◆ **DIRECTIONS**
Count the lines of the material that contain the string "query" and give only that number.

◆ **Coordinate annotation entries**
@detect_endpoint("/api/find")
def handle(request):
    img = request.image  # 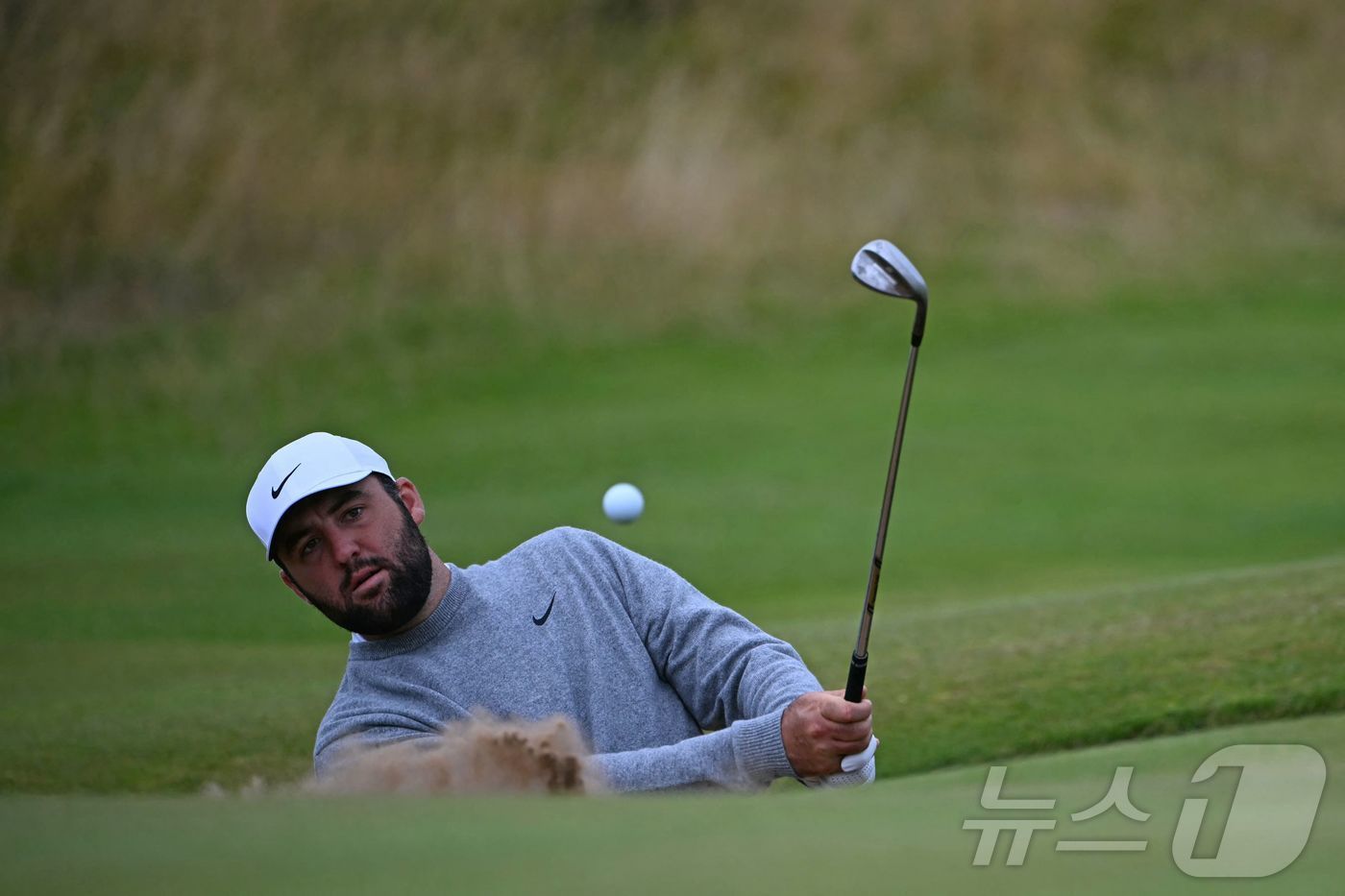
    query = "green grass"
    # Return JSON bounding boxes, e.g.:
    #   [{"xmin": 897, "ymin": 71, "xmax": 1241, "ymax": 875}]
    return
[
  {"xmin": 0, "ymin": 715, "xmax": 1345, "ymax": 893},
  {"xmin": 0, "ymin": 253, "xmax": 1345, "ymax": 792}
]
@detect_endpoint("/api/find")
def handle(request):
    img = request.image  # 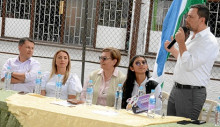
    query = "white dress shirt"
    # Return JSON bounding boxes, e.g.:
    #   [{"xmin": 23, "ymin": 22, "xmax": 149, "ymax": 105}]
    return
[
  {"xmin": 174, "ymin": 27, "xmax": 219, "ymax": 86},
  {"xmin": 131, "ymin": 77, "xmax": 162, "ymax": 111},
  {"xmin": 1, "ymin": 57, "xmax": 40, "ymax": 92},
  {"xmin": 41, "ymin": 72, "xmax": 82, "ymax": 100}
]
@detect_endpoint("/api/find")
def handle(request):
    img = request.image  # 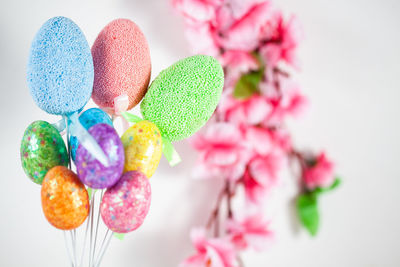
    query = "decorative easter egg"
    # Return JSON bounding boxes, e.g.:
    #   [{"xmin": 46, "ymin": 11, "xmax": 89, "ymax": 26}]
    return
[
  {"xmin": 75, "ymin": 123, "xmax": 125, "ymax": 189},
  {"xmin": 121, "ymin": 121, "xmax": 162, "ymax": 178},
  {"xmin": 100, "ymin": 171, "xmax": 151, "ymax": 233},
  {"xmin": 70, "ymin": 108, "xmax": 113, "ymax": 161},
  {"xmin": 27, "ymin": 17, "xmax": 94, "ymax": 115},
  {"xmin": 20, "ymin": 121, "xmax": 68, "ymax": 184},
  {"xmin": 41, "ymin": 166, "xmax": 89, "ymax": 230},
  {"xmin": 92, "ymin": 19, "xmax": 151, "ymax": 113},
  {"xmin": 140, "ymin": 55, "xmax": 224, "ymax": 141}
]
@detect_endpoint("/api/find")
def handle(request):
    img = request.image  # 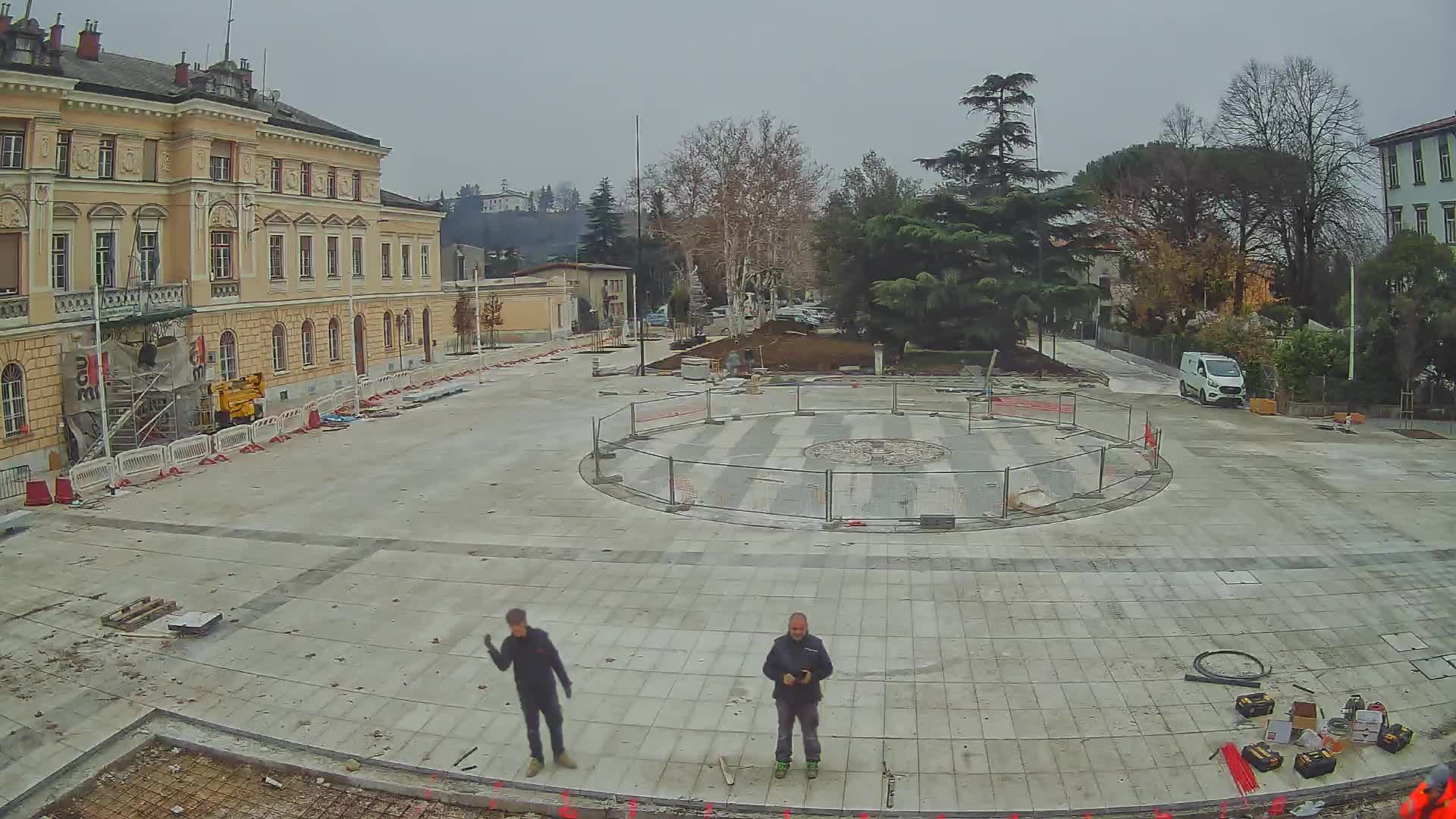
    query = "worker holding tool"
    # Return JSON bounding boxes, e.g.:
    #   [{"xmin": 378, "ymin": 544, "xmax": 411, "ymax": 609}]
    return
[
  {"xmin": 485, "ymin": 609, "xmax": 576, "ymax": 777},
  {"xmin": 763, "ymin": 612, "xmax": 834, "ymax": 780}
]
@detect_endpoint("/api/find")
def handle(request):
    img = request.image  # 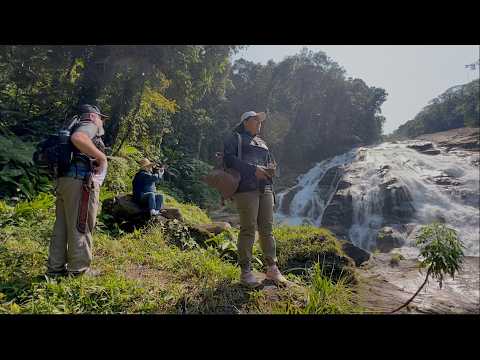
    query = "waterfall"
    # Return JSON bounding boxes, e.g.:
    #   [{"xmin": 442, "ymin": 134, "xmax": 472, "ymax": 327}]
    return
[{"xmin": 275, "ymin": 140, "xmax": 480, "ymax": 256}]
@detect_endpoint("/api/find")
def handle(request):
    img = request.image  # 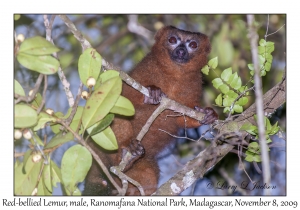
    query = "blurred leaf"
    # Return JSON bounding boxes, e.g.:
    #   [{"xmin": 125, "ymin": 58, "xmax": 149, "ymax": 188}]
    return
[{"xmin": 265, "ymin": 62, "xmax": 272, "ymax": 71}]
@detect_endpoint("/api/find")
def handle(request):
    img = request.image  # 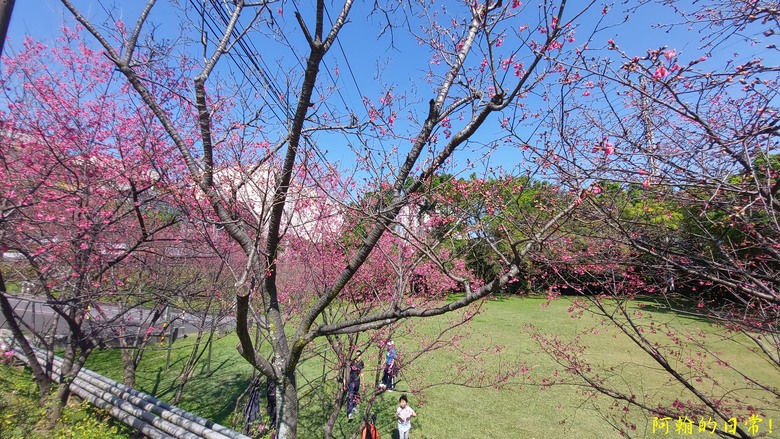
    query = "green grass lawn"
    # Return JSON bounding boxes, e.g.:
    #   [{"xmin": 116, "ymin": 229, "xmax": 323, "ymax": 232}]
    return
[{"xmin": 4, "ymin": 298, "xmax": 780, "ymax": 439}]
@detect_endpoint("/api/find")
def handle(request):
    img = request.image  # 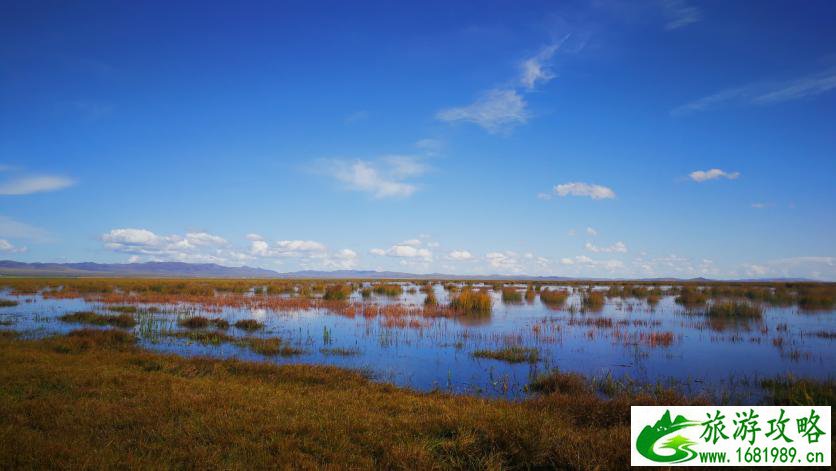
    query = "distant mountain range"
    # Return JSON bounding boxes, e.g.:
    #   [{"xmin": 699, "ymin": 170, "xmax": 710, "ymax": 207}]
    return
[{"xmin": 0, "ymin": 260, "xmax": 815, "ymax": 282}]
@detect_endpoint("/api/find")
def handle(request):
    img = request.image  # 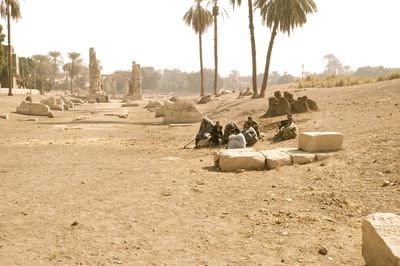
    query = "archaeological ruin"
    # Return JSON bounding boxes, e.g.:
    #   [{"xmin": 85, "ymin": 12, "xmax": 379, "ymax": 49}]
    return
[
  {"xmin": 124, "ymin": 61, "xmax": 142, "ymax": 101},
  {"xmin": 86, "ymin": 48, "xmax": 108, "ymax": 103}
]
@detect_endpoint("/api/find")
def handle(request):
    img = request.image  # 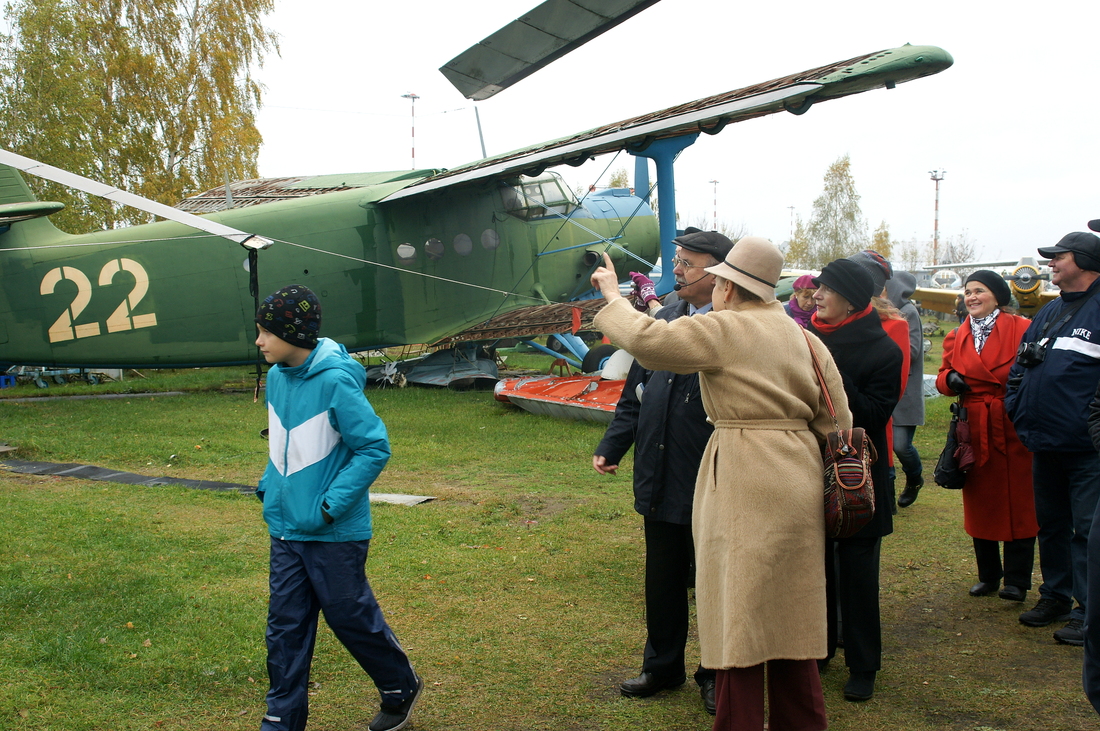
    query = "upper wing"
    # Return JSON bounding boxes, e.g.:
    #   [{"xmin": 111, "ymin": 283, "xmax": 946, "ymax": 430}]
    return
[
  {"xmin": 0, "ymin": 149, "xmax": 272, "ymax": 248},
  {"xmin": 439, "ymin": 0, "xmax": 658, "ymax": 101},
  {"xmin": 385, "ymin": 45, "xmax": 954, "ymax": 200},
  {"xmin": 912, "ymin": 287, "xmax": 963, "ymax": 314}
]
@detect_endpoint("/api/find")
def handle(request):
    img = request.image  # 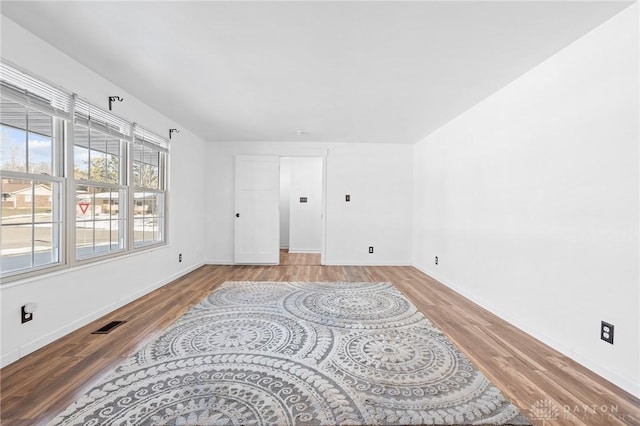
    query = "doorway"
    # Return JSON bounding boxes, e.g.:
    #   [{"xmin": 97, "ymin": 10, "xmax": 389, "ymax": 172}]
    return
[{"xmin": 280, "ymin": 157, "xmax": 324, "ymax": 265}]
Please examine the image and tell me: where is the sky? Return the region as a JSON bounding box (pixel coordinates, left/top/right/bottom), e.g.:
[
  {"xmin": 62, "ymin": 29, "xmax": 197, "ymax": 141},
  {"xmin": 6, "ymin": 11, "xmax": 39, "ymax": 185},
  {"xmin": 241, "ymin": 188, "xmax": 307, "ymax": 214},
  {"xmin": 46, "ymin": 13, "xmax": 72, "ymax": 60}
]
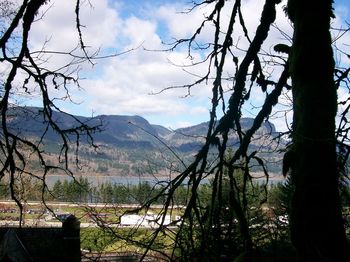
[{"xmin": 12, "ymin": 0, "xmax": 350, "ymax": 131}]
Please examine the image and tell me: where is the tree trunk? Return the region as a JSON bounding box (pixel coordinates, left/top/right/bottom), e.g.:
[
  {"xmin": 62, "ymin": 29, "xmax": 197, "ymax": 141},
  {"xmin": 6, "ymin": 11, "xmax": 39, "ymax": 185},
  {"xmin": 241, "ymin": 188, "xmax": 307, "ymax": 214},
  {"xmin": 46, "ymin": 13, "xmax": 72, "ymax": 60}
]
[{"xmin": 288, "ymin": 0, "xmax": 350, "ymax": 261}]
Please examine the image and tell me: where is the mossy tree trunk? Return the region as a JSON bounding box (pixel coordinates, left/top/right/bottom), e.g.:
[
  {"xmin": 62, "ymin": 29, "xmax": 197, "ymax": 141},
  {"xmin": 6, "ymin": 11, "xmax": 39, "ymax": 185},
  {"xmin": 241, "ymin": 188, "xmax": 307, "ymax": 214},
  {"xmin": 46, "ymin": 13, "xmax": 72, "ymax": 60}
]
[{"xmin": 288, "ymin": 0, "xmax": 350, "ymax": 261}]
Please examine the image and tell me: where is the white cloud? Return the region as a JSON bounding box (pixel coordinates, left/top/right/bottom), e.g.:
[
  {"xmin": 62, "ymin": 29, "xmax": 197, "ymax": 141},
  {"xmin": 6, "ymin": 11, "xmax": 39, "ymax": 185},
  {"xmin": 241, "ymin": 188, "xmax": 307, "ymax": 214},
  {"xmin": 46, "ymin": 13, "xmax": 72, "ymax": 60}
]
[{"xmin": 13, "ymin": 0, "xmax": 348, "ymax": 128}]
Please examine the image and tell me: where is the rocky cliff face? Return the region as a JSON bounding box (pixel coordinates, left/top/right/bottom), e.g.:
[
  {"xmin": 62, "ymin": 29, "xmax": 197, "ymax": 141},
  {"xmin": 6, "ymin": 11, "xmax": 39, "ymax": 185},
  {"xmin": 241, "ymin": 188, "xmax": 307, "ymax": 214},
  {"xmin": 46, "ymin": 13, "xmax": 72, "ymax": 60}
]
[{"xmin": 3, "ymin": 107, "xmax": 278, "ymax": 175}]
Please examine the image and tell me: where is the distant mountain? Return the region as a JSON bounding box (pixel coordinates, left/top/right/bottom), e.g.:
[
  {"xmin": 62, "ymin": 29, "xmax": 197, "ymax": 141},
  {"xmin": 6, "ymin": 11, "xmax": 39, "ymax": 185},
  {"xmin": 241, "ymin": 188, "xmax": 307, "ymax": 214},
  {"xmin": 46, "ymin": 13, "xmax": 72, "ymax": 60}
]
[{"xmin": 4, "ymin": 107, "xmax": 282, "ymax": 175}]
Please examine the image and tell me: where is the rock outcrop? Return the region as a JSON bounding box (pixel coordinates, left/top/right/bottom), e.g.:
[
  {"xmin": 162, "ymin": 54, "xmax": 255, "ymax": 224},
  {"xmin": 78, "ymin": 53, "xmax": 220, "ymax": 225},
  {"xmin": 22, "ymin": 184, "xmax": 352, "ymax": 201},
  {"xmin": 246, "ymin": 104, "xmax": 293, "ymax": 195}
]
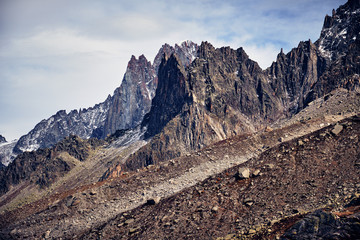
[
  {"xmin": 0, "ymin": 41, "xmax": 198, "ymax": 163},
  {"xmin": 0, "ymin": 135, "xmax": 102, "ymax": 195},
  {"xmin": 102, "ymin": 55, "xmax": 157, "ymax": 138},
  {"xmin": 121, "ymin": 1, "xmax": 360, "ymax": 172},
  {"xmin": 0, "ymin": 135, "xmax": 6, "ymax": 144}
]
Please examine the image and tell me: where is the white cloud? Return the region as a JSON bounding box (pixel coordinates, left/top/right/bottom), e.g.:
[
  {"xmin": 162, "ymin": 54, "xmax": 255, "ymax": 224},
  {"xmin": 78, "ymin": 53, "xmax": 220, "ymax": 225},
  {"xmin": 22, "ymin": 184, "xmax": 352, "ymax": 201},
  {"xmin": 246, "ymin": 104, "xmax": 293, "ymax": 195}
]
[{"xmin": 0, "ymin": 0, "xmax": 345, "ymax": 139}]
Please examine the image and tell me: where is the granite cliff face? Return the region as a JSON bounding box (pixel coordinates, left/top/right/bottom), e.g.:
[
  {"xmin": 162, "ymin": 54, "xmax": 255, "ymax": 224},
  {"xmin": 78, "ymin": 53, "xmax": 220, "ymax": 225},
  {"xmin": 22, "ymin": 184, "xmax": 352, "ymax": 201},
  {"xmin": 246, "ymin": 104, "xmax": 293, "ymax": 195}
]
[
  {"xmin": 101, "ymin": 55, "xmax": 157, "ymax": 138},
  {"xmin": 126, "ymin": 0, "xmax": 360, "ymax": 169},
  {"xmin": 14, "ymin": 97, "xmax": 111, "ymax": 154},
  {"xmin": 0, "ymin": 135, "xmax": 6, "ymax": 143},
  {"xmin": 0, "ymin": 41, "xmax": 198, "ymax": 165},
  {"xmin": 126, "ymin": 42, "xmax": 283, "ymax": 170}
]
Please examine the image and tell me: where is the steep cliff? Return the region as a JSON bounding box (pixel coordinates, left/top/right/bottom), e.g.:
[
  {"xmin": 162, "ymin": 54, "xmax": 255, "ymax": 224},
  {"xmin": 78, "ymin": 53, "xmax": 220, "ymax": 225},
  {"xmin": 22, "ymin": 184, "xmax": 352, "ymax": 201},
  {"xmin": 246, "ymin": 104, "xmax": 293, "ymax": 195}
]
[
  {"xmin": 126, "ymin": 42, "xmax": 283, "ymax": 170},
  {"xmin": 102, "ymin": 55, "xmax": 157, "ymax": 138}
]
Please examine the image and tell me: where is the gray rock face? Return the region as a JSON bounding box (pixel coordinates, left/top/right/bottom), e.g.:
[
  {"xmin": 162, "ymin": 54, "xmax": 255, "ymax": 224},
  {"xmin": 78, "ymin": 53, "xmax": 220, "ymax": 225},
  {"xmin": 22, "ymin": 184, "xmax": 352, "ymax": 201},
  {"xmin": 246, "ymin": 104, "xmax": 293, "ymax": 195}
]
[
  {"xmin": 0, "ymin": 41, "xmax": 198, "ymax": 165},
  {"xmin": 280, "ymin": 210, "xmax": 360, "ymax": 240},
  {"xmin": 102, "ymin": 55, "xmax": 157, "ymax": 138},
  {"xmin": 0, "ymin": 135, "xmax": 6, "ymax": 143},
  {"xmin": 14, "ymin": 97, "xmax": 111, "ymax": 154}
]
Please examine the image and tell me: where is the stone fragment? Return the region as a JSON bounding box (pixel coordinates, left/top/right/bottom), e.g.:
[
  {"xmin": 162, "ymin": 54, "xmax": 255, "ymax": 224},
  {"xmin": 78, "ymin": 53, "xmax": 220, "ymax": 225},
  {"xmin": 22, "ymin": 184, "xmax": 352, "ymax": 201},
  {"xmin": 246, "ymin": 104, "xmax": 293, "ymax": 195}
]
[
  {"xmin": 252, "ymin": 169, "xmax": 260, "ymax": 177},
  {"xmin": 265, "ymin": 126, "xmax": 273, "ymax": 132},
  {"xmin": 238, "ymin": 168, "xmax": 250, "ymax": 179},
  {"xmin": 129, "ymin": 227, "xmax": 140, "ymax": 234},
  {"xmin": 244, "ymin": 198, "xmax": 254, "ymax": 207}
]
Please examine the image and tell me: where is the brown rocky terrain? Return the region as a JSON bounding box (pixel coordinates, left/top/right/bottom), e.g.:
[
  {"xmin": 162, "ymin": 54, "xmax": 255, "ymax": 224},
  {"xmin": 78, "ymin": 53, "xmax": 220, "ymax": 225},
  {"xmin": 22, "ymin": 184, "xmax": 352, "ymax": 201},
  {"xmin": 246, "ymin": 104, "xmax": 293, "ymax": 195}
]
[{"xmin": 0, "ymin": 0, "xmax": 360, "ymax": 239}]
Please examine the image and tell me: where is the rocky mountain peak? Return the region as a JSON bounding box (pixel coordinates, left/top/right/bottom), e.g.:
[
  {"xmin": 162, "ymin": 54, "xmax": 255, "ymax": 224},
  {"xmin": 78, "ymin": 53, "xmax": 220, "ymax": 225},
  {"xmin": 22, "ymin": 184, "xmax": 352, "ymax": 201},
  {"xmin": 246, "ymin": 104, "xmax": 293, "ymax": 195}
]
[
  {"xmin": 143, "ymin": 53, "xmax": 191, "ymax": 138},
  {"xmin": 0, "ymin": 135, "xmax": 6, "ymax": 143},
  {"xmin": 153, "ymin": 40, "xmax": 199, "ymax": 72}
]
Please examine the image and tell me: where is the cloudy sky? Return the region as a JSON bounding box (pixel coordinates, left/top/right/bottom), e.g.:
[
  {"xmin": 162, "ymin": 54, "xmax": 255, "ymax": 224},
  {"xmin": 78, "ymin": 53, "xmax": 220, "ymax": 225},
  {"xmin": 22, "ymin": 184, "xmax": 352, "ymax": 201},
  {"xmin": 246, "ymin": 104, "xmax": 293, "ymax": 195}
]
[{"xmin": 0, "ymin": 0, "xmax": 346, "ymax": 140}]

◆ **THE OUTPUT**
11